> ASSIGNMENT A:
Read the text on Deaconess's first COVID vaccinations and say whether each statement agrees with it: (i) Deaconess's first shipment held 900 doses; (ii) a single vial holds ten doses; (iii) the Pfizer vaccination needs only one dose. Answer yes or no for each, and quote the words of the text that decide it.
> ASSIGNMENT B:
List every point in time in the text on Deaconess's first COVID vaccinations that names a month, as worded in the text.

Deaconess President Dr. James Porter addressed media and hospital personnel on Dec. 16, 2020, as a small white cart carrying the newly created vaccine rolled in front of the crowd.
“These are people seeing COVID patients on the frontline every day and we thank them and are very excited to see them receive this historic vaccine,” he says. “We hope people look to these examples and know the vaccine is a better option [than COVID].”
When Deaconess received their first shipment of 900 doses on Dec. 15, they opened one vial — which contains five doses — and practiced the vaccination process on five unnamed frontline workers.
Another 900 doses were delivered to the hospital later that week, allowing many more volunteers to be vaccinated. Dr. Gina Huhnke, medical director for the Emergency Department and Medical Affairs, explained the safety of the vaccine, despite the quick timeline and many unknowns of COVID.
“This vaccination uses your own body to build antibodies against the Coronavirus so that the virus cannot attack you,” she says. “This vaccination produces an antibody against the spike protein which allows entry into the body’s cells. So, unless the spike protein mutates, which is a possibility but not as probable as other mutations, we’ll have a vaccination against many different varieties of coronavirus.”
The Pfizer vaccination requires two doses and volunteers had scheduled their second shot for early January.

> STORED DATA:
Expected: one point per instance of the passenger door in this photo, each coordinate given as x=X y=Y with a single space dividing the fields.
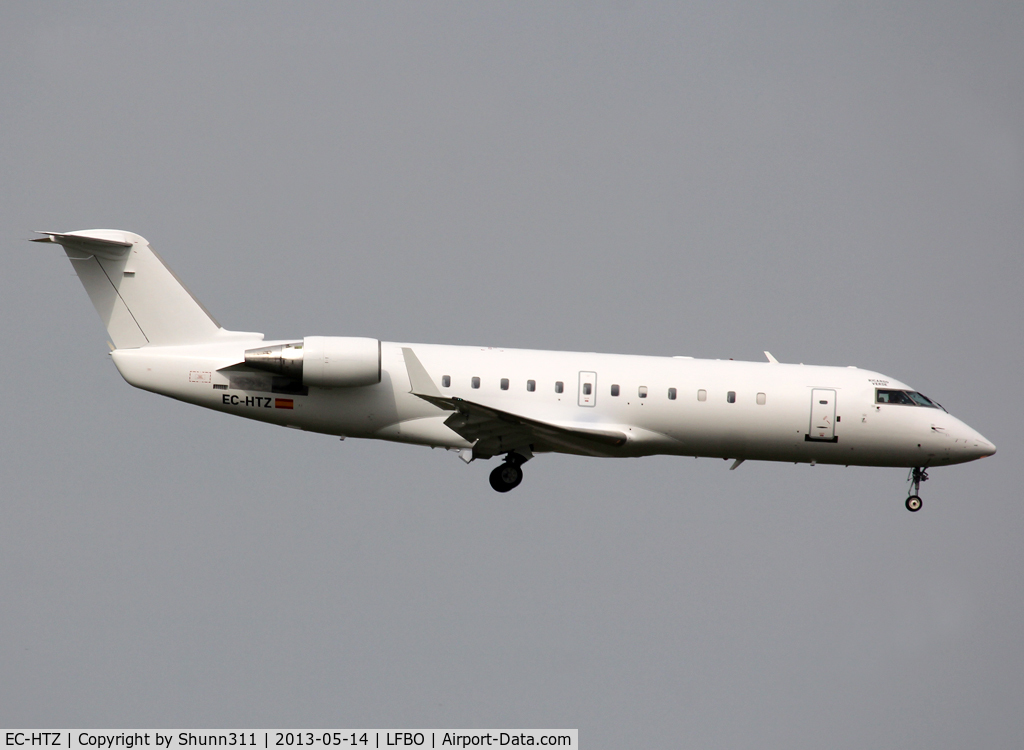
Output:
x=588 y=388
x=822 y=415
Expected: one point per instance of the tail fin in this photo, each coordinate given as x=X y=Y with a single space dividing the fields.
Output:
x=138 y=298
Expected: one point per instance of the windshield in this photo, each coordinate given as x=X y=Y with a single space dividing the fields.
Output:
x=907 y=398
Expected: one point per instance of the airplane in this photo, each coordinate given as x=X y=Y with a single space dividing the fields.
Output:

> RESPONSE BOX A:
(i) Yes: "When Deaconess received their first shipment of 900 doses on Dec. 15"
(ii) No: "they opened one vial — which contains five doses"
(iii) No: "The Pfizer vaccination requires two doses"

> RESPONSE BOX B:
Dec. 16, 2020
Dec. 15
early January